O que se pede:
Responda às seguintes perguntas com base no excerto:
(a) Quem interpôs recurso da decisão proferida?
(b) Segundo o despacho recorrido, que pedidos são incompatíveis entre si?
(c) Que falha aponta o despacho ao pedido formulado em d)?

Excerto para ler:
Não se conformando com a decisão proferida veio o A. interpor recurso, juntando, para o efeito, as suas alegações, e apresentando, a final, as seguintes conclusões:
A. Vem o presente recurso interposto do douto despacho (refª ...29) que declara a ineptidão da petição inicial, com a consequente nulidade de todo o processo a ela subsequente nos termos do art.º 186º, nº1 do CPC, o qual consubstancia uma exceção dilatória nos termos do art.º 577º, al. b) do CPC, de conhecimento oficioso conforme art.º 200º nº 2 do CPC e determina a absolvição dos RR da instância nos termos do art.º 278º, nº 1, al. b) do CPC, argumentando que os pedidos, a) e c) são incompatíveis entre si e quanto ao pedido formulado em d), o mesmo carece de causa de pedir suficiente.

Informação apresentada:
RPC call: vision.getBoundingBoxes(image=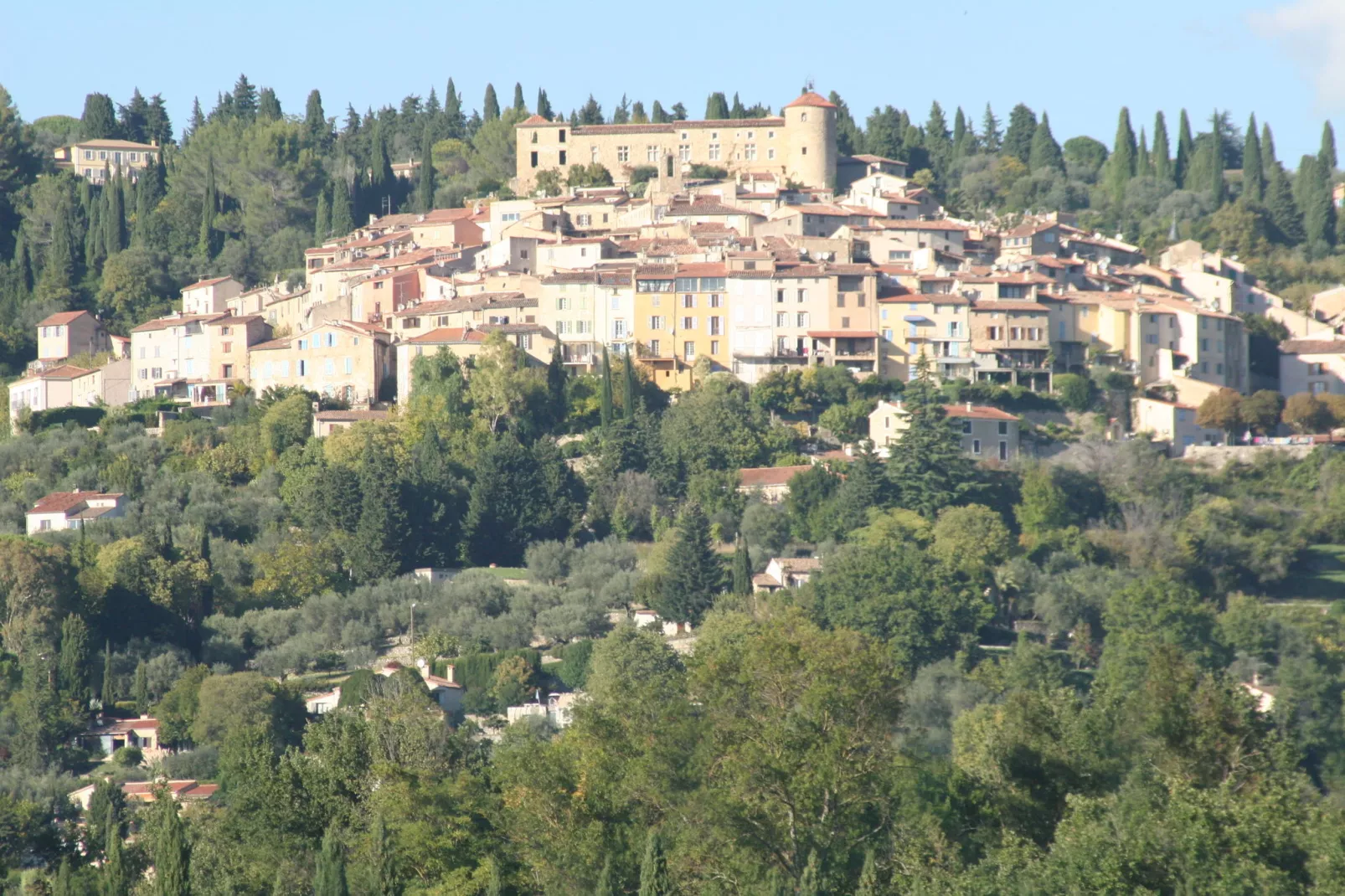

Resolução:
(a) O A.
(b) Os pedidos a) e c).
(c) Carece de causa de pedir suficiente.